The expected output is the data below, restated word for word.
-- Data follows --
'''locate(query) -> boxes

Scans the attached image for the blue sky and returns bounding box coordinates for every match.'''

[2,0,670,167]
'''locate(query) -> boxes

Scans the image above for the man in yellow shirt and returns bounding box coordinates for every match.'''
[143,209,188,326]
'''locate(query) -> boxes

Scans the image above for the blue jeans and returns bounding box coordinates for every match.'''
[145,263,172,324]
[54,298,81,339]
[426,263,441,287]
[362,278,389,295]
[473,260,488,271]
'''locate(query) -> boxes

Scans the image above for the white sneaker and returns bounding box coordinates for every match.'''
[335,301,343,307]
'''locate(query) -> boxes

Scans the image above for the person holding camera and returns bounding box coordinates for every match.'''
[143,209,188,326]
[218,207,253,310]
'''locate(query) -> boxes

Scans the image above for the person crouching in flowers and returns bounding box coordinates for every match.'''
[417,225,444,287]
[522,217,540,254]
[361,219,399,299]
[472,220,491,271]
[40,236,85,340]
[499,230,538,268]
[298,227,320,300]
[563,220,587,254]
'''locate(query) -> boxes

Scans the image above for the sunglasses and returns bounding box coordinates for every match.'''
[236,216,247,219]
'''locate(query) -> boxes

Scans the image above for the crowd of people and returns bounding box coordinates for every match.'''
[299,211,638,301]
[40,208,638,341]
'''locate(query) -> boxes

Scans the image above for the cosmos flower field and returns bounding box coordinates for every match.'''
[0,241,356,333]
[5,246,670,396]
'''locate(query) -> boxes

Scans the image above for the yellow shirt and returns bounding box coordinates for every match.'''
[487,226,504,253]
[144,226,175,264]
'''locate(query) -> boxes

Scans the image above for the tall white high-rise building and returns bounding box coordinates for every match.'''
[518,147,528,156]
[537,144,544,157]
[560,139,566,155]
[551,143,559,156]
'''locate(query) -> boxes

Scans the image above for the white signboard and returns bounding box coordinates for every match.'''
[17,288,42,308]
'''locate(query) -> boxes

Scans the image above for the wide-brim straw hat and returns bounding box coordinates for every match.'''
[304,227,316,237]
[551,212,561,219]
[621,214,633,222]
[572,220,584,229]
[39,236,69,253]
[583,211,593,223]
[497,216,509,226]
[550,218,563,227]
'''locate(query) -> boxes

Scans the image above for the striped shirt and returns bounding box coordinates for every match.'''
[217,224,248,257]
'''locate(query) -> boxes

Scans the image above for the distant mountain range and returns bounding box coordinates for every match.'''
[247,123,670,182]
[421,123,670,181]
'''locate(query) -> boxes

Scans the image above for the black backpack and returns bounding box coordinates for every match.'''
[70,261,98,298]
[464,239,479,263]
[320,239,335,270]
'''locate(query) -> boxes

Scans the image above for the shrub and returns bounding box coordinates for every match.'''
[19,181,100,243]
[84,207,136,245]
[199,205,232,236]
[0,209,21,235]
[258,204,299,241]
-- Data concluded --
_The answer_:
'''locate(query) -> boxes

Scans the attached image for the blue sky and returns bounding box coordinates for every match.'''

[2,0,670,167]
'''locate(query) -> boxes

Scans the image above for the man in yellow shirt and returns bounding box coordinates for every match.'''
[143,209,188,326]
'''locate(query) -> boxes

Scans the image above for the blue jeans and returns bounding box coordinates for every match.'''
[145,263,172,324]
[54,298,81,339]
[426,263,441,287]
[362,278,389,295]
[473,260,488,271]
'''locate(query) -> boxes

Scans the image above for the white sneaker and returns bounding box coordinates for every match.'''
[335,301,343,307]
'''locate(query) -> boxes

Scans the image above for the person holding camera and returns bounding box coordinates for every match.'''
[143,209,188,326]
[218,207,253,310]
'''locate(query) -> boxes

Scans the image above for the person crouching in flowers and returns bounding box coordinates for every match.'''
[417,225,444,287]
[522,217,540,254]
[361,219,399,299]
[472,220,491,271]
[40,236,85,340]
[499,230,538,268]
[298,227,320,300]
[563,220,587,254]
'''locate(query) -> boxes

Scans the image above for the sunglasses and returns bounding box coordinates for every match.'''
[236,216,247,219]
'''locate(query) -> boxes

Scans the image above for the crowd of people and returns bounding box coordinates for every match.'''
[299,211,638,301]
[40,208,638,341]
'''locate(query) -> boxes

Scans the image above for the cosmos flower field and returns bounding box coordinates for every match.'''
[0,241,356,333]
[5,246,670,396]
'''locate(query) -> boxes

Scans the image above for the yellow shirt and returns bounding box coordinates for every match.'''
[487,226,504,253]
[144,226,175,264]
'''locate(query) -> boxes

Scans the image above for the tall white high-rise building and returns bounding box coordinates for every match.'''
[518,147,528,156]
[537,144,544,157]
[560,139,566,155]
[551,143,559,156]
'''locate(query) -> boxes

Scans the image above for the white signboard and returns bounding box coordinates for every match.'''
[17,288,42,308]
'''locate(query) -> boxes

Scans the image above for the wide-brim straw hat and returns bounding box coordinates for every match.'''
[304,227,316,237]
[551,212,561,219]
[621,214,633,222]
[572,220,584,229]
[39,236,69,253]
[583,211,593,223]
[497,216,509,226]
[550,218,563,227]
'''locate(query) -> boxes

Scans the image above for the striped shirt and returns bounding box coordinates for every match.'''
[217,224,248,257]
'''locate(query) -> boxes

Scans the image above for the distant mountain range and returns bounding box coordinates for every match.'''
[247,123,670,182]
[421,123,670,181]
'''locate(query) -> boxes

Scans the image above for the black backpack and returns bounding box coordinates for every match.'''
[70,261,98,298]
[464,239,479,263]
[320,239,335,270]
'''locate(query) -> boxes

Scans the image above for the shrub and returns bounding box coordinates for every match.'''
[19,181,100,243]
[84,207,136,245]
[199,205,232,236]
[0,209,21,235]
[258,204,299,241]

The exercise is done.